Copy the stretch from the start of the records through the line containing "[199,361,315,379]", substituting "shown" for every "provided" and changing nothing else. Leave the pictures out.

● Data to process:
---*---

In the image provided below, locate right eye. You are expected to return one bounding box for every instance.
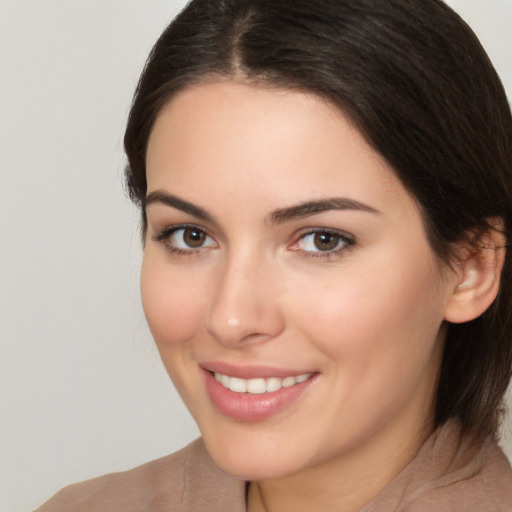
[155,226,216,254]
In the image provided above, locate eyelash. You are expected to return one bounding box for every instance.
[153,224,356,259]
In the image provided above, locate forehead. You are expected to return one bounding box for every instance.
[146,82,414,218]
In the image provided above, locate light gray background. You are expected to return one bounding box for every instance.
[0,0,512,512]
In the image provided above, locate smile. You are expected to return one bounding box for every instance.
[214,372,312,395]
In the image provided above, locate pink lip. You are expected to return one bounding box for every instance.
[202,369,318,422]
[200,361,316,379]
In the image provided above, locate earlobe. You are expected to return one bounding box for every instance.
[444,222,506,323]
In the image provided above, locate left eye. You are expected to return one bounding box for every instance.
[168,226,215,250]
[296,231,351,253]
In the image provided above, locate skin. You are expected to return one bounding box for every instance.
[141,81,460,511]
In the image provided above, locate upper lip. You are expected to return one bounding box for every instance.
[199,361,315,379]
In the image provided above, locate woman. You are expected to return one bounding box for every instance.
[40,0,512,512]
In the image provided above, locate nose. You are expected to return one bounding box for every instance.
[205,249,284,348]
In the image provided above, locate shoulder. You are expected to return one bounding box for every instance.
[36,439,242,512]
[360,421,512,512]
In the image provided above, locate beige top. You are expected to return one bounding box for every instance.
[36,422,512,512]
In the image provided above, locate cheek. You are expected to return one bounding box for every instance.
[141,251,204,350]
[295,246,443,379]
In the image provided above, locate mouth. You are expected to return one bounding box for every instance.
[201,367,319,423]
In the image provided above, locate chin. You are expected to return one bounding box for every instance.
[199,426,307,481]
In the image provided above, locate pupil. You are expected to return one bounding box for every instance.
[183,228,205,247]
[315,233,338,251]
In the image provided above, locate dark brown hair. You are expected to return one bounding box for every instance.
[125,0,512,436]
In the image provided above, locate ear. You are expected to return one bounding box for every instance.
[444,219,506,323]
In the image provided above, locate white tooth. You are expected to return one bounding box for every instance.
[281,377,295,388]
[266,377,281,393]
[247,379,266,395]
[229,377,247,393]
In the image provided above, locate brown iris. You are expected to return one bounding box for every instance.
[313,231,339,251]
[183,228,206,249]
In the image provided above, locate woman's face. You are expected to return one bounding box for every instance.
[141,82,455,480]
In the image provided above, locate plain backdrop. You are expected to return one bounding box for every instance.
[0,0,512,512]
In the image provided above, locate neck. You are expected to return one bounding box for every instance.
[247,414,432,512]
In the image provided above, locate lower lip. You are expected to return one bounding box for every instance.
[203,370,316,422]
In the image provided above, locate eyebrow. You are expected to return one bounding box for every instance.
[270,197,381,224]
[144,190,381,224]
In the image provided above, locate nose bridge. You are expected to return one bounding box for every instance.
[206,247,282,346]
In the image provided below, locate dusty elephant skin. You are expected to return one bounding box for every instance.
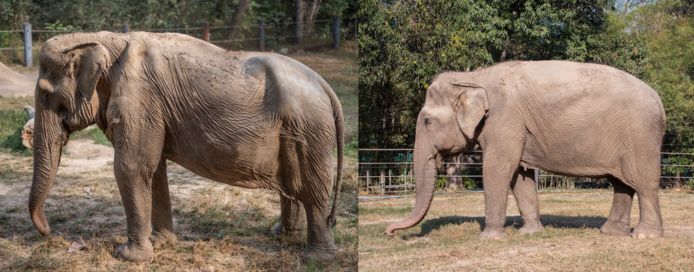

---*---

● Result:
In the image shown below, locate right eye. You are expected to return one bounding box for every instance.
[155,226,216,254]
In the image shown above, locate eyelash. You are expected to return one bounding box for every instance.
[153,224,356,259]
In the image shown above, locate forehead. You are expected to return one bounding box for every instance.
[146,82,414,218]
In the image shown above, locate light gray background. You are expected to return one bounding box for every instance.
[0,0,512,512]
In the image shown above, locate smile. You are expected to return one bounding box for every instance.
[214,372,312,395]
In the image shown above, locate pink lip. You are expected to return one bounding box for every instance.
[202,369,318,422]
[200,361,316,379]
In the image shown above, locate earlobe. You are expected to return one bounding box for every instance.
[444,222,506,323]
In the image shown above, locate left eye. You are expected to return one bounding box for every instance.
[168,226,215,250]
[296,231,351,253]
In the image shown above, locate skin. You are expected to return one bounding box for every instance.
[141,81,460,511]
In the image shown above, locate upper lip. You are expected to return one bounding box for every instance.
[199,361,315,379]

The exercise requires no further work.